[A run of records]
++++++++

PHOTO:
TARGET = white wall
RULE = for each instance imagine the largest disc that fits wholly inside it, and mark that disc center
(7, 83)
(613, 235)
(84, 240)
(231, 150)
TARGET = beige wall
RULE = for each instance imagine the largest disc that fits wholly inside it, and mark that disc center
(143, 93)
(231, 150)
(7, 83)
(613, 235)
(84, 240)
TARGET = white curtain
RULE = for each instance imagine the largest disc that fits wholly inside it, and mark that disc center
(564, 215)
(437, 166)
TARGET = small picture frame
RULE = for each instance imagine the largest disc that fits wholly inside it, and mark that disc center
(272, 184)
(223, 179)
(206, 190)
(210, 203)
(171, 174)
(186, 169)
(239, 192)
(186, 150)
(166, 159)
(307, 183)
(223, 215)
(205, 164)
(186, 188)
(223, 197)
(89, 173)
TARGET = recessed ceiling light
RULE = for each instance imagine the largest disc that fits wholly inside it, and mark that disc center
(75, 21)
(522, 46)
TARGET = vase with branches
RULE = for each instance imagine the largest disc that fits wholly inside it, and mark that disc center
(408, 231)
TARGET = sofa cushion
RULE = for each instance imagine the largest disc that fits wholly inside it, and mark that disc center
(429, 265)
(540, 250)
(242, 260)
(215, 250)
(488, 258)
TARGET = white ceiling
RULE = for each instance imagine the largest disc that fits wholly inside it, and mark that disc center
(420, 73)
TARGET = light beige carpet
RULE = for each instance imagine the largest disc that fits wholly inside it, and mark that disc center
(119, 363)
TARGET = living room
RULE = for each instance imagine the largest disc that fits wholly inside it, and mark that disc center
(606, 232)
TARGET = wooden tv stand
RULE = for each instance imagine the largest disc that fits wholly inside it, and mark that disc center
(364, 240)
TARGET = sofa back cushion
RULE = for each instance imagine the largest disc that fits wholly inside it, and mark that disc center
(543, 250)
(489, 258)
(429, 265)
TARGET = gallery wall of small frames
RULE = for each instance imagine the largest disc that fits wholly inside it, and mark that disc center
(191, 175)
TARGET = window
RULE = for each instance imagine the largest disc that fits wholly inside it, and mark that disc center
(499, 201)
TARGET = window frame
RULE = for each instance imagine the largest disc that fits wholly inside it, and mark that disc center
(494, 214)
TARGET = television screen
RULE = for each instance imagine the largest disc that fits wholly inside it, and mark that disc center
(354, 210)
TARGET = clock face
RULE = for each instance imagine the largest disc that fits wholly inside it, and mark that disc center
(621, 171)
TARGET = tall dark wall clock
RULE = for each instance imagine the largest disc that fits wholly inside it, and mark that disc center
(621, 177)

++++++++

PROBLEM STATEMENT: Reproduce all of the rows above, substituting "circle" for each occurrence of "disc" and leaving everything else unchanged.

EXERCISE ANSWER:
PHOTO:
TARGET = white wall
RULE = for each instance imagine the largest circle that fits wholly inside it, and mark that circle center
(7, 83)
(613, 235)
(84, 240)
(231, 150)
TARGET = beige wall
RULE = for each instance imagine the largest circle that fits wholly inside it, and mark that circle center
(143, 93)
(231, 150)
(7, 83)
(613, 235)
(84, 240)
TARGET = white curtain
RULE = for each instance imagine the largest circle that fits wholly inside it, and mark that circle center
(564, 215)
(437, 166)
TARGET = small picture frame
RULE = for each instance imagine the largest circle that fits wholly inside it, and mark that circle center
(272, 184)
(223, 179)
(206, 190)
(210, 203)
(171, 174)
(186, 169)
(239, 192)
(186, 150)
(166, 159)
(307, 183)
(223, 215)
(205, 164)
(186, 188)
(223, 197)
(89, 173)
TARGET = recessed ceiling light
RULE = for each instance imagine the largest circle that fits wholly inside it, and mark that circle center
(75, 21)
(522, 46)
TARGET = vase with branches
RULE = for each instance imagine the largest circle that fits wholly inside it, and mark that circle center
(408, 231)
TARGET = sofa cushion
RULE = for each instance imagine the largest circle that fits wholly inside it, and mark that circle center
(429, 265)
(540, 250)
(242, 260)
(215, 250)
(488, 258)
TARGET = white ceiling
RULE = for each instance imagine the largest circle that fits wholly inside it, and mark that circle center
(420, 73)
TARGET = light beige carpet
RULE = for each instance imagine the largest circle that fits wholly inside it, and mark that circle center
(119, 363)
TARGET = living room
RULE = for each instance imagine the largest circle that fits wholly inside it, and mark that circle center
(606, 232)
TARGET = wooden tv stand
RULE = for each instance imagine the largest circle that fits wholly inside it, and mark that circle center
(364, 240)
TARGET = sofa back cushion
RULE = for each instance imagine the largest circle that fits wholly inside it, and mark that circle center
(543, 250)
(489, 258)
(429, 265)
TARGET = gallery wall of small frames
RULE = for each instance imagine the largest circle that fits wholly inside it, and mark that circle center
(191, 175)
TARGET = window
RULE = for each instance imagine the largest circle that fits wholly inside it, and mark that circle center
(499, 201)
TARGET = window frame
RULE = for each instance imagine the largest circle that fits wholly inside it, and mark that circle center
(494, 214)
TARGET = television screen
RULE = for each instance imagine the largest circle that fits wholly inside it, and mark that circle center
(354, 210)
TARGET = clock face
RULE = for each instance imagine the largest circle that fits wholly inside it, and mark that circle center
(621, 171)
TARGET = tall dark wall clock
RULE = for each instance imagine the largest circle that fits wholly inside it, and mark that circle center
(621, 177)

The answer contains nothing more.